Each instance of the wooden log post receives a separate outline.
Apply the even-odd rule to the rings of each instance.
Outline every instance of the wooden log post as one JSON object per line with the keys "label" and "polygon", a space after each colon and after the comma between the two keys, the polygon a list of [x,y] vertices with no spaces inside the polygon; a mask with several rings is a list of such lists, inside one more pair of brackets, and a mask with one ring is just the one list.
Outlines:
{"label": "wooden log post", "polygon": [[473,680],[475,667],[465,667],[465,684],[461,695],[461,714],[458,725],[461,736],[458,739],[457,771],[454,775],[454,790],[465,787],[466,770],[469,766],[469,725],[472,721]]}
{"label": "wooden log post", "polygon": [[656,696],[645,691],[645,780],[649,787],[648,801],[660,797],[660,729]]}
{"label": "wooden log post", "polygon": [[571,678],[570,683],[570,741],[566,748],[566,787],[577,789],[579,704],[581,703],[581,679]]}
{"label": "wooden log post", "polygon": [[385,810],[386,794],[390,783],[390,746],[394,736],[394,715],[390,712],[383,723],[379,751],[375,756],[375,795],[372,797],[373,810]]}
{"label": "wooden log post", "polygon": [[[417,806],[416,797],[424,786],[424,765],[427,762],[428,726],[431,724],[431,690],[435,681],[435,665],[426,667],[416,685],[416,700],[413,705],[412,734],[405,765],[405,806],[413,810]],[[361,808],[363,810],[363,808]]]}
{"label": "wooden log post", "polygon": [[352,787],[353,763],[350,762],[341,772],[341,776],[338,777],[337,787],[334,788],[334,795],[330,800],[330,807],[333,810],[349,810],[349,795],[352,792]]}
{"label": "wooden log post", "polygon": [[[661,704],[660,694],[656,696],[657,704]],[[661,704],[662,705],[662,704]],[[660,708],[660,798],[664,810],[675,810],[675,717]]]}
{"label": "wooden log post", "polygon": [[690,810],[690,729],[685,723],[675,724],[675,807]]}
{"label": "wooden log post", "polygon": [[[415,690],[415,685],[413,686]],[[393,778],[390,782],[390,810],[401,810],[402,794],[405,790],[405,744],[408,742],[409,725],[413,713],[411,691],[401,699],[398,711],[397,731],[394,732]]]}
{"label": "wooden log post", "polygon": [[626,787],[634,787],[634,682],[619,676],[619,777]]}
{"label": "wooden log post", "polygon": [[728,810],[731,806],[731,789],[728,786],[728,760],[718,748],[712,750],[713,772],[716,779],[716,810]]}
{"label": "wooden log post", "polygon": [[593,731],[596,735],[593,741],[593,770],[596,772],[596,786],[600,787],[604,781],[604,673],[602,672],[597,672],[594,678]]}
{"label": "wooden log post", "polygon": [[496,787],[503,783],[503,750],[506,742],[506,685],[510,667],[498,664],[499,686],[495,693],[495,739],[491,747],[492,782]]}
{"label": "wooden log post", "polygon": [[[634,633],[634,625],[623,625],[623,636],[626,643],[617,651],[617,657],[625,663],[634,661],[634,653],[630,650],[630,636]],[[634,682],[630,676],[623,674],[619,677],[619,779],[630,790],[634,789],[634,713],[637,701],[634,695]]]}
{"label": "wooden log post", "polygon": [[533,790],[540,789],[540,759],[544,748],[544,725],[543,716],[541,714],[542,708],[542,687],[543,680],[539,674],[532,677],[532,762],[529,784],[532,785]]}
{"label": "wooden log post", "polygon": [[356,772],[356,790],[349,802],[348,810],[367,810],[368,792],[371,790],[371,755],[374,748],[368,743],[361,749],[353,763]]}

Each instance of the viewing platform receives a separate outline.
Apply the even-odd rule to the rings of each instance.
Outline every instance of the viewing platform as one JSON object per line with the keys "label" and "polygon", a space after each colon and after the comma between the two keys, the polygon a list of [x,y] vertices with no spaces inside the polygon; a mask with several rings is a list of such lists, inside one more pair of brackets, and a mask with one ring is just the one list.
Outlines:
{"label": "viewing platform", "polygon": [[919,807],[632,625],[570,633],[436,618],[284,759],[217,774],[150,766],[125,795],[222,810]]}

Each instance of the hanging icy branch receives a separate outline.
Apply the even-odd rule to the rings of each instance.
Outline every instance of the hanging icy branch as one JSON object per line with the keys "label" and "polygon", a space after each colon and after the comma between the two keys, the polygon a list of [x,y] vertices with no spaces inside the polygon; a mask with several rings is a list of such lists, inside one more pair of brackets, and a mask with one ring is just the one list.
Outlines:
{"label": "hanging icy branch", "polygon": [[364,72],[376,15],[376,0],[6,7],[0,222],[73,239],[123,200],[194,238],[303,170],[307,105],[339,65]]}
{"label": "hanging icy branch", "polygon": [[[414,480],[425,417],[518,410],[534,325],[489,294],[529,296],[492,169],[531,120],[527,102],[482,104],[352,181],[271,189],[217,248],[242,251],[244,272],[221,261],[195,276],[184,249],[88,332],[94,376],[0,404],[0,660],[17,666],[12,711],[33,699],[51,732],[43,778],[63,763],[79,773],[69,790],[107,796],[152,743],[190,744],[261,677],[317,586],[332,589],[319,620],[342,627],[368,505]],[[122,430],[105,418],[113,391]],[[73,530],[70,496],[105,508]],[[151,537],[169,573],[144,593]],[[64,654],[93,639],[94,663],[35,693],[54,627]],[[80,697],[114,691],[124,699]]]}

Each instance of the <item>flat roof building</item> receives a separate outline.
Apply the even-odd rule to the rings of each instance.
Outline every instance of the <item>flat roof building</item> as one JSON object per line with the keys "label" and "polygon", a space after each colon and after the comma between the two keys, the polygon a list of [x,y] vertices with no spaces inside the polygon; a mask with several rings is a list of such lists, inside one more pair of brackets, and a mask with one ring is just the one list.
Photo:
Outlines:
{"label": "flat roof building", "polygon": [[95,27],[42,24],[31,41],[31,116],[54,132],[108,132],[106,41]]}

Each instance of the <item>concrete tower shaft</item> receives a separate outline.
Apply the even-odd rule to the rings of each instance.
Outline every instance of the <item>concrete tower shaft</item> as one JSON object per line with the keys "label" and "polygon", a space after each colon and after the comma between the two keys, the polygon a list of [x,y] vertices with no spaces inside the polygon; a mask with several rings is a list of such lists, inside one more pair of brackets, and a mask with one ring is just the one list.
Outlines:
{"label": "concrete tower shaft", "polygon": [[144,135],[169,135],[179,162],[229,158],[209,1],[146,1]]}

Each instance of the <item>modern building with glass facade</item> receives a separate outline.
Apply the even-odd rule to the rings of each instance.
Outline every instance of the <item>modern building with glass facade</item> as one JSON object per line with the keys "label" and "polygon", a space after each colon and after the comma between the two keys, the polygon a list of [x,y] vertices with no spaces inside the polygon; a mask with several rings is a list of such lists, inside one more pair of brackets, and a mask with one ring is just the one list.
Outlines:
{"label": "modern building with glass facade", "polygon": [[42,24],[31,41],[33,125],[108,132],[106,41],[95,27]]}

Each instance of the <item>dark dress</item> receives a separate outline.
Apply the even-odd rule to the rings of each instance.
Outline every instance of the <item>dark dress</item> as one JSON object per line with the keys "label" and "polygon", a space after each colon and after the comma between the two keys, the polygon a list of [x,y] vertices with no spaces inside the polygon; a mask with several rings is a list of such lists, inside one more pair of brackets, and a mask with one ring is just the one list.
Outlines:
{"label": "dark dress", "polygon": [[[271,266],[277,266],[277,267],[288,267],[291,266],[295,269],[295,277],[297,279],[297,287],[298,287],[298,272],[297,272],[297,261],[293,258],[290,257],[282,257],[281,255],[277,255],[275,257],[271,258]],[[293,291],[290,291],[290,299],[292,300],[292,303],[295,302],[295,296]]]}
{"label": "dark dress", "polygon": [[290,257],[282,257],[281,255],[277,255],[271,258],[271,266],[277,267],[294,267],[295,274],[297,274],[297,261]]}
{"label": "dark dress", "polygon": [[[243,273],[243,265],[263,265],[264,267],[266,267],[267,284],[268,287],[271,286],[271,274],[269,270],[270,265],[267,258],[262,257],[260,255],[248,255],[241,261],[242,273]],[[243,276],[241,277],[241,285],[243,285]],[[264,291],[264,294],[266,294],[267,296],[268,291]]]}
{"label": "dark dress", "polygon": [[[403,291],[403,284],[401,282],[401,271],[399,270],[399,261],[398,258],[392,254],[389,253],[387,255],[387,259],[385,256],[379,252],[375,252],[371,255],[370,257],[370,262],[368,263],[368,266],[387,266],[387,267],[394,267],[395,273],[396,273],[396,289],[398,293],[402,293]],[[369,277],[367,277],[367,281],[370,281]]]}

----------

• **Problem to solve**
Keeping every character as it is, restate the lines above that run from the line with "Each instance of the hanging" through the line with "Outline every instance of the hanging", both included, and nothing else.

• **Answer box**
Each instance of the hanging icy branch receives a separate outline.
Apply the even-odd rule to the rings of each instance.
Outline every instance of the hanging icy branch as one JSON object per line with the keys "label" and "polygon", a space after each colon and after the comma between the two keys, the polygon a list of [x,y] vertices with no spaces inside the polygon; a mask with several rings is a list of such lists, inside one more pair of brackets, and a mask with one ring is just the one list.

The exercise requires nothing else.